→ **EXERCISE TASK**
Reproduce the entries as a numbered list, starting with the line that contains "Test yourself! Look at the image and find the concrete" and going on through the line that contains "[669,448,1343,650]". Leave out blank lines and any pictures.

→ **RECORD EXCERPTS**
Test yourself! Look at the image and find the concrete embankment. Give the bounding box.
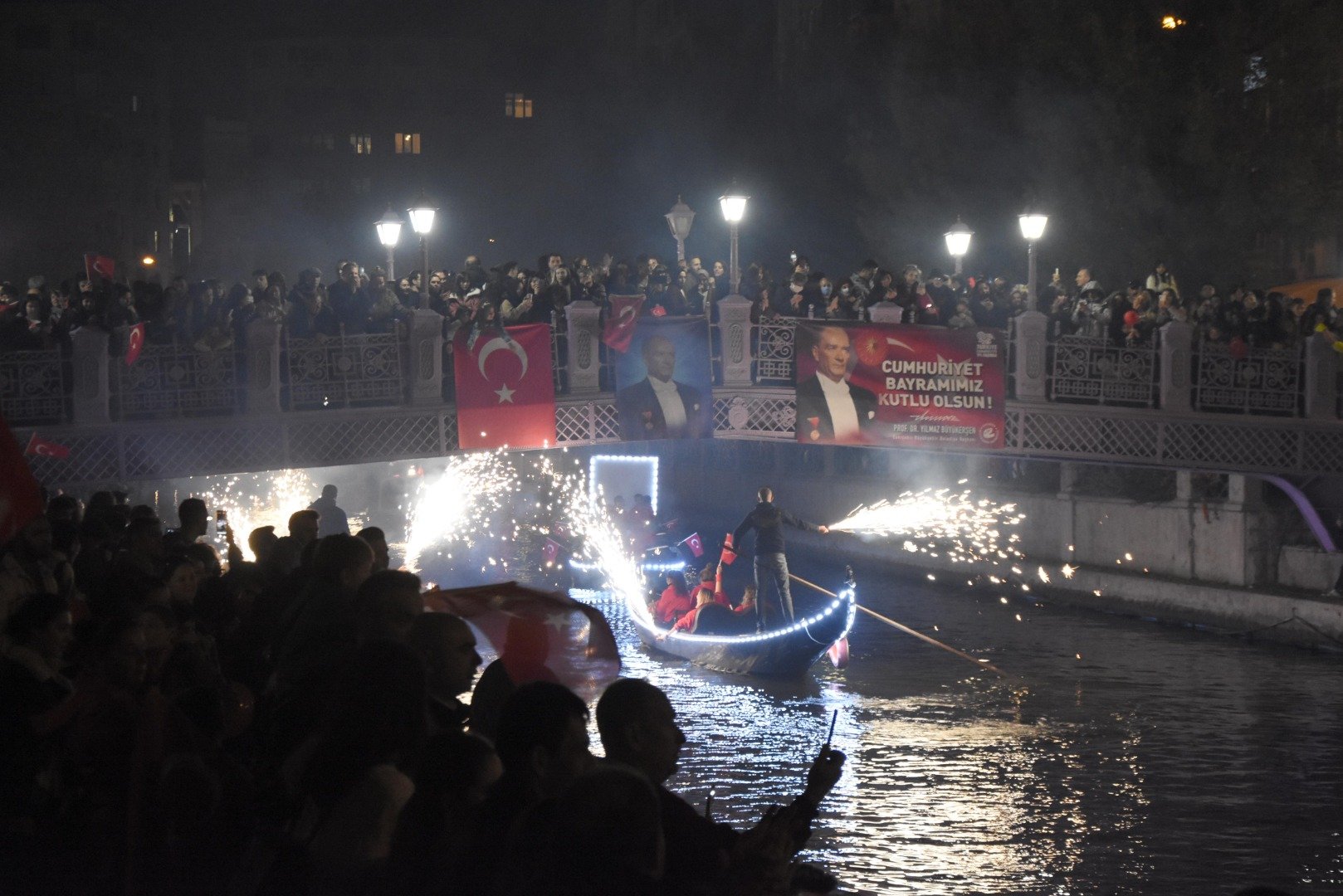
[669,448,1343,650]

---

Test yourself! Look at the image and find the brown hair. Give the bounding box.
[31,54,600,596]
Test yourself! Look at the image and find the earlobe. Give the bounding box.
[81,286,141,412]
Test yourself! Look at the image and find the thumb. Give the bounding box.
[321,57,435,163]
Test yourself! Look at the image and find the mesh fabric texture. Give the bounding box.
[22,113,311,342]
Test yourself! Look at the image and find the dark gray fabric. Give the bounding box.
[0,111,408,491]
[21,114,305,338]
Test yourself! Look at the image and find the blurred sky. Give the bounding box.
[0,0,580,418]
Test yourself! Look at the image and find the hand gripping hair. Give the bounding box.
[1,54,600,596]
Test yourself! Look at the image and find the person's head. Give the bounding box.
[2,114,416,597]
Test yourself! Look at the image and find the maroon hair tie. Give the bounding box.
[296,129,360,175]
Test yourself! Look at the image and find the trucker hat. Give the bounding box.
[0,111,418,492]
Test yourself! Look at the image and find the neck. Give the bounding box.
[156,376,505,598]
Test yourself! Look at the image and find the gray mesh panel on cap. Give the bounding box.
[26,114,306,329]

→ **RESULT OF THIS TASK**
1. Test yourself! Look at the image and find the concrete embankment. Give the bounding box.
2. [669,448,1343,650]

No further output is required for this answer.